-- Begin Dataset entries --

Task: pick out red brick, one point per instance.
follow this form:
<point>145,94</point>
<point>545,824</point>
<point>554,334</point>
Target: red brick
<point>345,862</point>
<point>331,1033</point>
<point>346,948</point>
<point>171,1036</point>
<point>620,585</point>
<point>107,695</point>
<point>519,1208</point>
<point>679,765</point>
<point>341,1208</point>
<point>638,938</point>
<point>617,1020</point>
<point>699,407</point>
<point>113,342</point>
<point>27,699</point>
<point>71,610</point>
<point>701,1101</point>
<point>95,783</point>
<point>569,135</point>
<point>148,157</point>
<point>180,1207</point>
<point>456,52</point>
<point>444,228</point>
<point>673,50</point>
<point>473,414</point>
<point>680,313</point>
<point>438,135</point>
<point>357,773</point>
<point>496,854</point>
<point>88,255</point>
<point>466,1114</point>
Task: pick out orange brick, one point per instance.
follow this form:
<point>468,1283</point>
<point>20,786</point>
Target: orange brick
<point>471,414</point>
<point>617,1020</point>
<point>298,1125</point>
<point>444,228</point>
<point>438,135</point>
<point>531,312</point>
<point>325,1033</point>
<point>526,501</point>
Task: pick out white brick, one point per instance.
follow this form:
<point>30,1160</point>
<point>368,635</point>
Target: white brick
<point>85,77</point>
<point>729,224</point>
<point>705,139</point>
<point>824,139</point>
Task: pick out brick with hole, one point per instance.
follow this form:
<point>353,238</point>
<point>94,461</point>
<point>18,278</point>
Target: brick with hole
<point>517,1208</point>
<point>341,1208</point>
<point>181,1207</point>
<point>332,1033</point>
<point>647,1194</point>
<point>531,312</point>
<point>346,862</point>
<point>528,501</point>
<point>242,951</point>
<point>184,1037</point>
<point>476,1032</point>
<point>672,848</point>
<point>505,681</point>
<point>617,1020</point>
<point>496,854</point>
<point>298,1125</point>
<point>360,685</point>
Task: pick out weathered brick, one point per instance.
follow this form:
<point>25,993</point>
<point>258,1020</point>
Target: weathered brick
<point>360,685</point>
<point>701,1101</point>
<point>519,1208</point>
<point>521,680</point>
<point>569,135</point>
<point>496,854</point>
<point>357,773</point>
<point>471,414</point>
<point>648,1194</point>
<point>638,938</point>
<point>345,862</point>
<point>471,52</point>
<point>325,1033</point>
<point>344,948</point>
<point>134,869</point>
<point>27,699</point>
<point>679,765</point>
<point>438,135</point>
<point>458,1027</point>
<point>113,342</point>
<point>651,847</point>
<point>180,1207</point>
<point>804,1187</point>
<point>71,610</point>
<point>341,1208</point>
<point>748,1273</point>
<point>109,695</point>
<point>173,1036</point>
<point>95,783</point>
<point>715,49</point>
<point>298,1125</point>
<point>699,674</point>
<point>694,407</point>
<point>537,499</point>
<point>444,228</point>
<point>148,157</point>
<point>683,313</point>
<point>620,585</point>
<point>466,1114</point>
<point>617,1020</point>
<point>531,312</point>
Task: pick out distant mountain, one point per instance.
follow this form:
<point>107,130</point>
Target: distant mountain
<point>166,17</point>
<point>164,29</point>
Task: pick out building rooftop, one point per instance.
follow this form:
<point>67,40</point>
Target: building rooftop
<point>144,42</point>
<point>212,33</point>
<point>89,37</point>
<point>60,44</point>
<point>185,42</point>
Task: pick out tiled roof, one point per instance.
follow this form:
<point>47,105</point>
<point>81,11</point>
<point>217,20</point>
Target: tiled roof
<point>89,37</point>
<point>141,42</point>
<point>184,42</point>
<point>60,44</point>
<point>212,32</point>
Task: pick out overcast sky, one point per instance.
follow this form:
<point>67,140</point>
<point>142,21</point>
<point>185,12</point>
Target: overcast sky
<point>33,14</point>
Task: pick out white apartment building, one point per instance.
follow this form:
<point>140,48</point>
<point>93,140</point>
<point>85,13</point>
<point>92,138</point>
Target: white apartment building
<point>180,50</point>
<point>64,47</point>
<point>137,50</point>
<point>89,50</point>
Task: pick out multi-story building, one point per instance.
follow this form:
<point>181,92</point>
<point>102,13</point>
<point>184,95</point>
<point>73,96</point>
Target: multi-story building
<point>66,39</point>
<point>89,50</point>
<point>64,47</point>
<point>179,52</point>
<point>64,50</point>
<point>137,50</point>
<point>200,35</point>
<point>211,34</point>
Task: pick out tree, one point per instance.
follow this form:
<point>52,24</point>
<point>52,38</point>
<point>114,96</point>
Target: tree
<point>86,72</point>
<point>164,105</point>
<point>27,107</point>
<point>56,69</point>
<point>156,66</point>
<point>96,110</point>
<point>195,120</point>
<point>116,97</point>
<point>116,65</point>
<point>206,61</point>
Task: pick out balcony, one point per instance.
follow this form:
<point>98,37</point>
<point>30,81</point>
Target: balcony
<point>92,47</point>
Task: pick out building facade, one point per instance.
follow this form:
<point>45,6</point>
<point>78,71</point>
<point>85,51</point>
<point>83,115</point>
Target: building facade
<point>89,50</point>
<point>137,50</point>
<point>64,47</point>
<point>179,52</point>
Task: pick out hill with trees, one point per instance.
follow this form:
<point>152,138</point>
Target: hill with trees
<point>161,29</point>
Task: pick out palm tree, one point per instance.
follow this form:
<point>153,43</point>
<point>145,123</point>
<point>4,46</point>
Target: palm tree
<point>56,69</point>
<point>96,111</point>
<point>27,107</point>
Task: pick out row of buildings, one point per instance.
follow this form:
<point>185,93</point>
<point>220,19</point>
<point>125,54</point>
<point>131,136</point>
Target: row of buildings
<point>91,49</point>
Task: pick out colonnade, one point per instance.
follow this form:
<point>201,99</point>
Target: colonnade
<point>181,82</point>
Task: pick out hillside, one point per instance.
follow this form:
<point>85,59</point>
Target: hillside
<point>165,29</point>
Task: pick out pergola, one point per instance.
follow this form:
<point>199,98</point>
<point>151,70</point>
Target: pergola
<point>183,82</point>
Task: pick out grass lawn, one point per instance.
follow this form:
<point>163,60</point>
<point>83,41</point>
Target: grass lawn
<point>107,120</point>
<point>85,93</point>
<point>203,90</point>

-- End Dataset entries --

## Written instruction
Please update the data starting at the line that has "Task: pick out white brick, one" and stopping after the line that has "<point>824,139</point>", with "white brick" replaced by "gray brick" and nothing else changed. Return only those lines.

## Solution to this task
Task: pick out gray brick, one point per instance.
follow this form:
<point>30,1160</point>
<point>368,635</point>
Target: gray brick
<point>85,77</point>
<point>729,224</point>
<point>705,139</point>
<point>824,139</point>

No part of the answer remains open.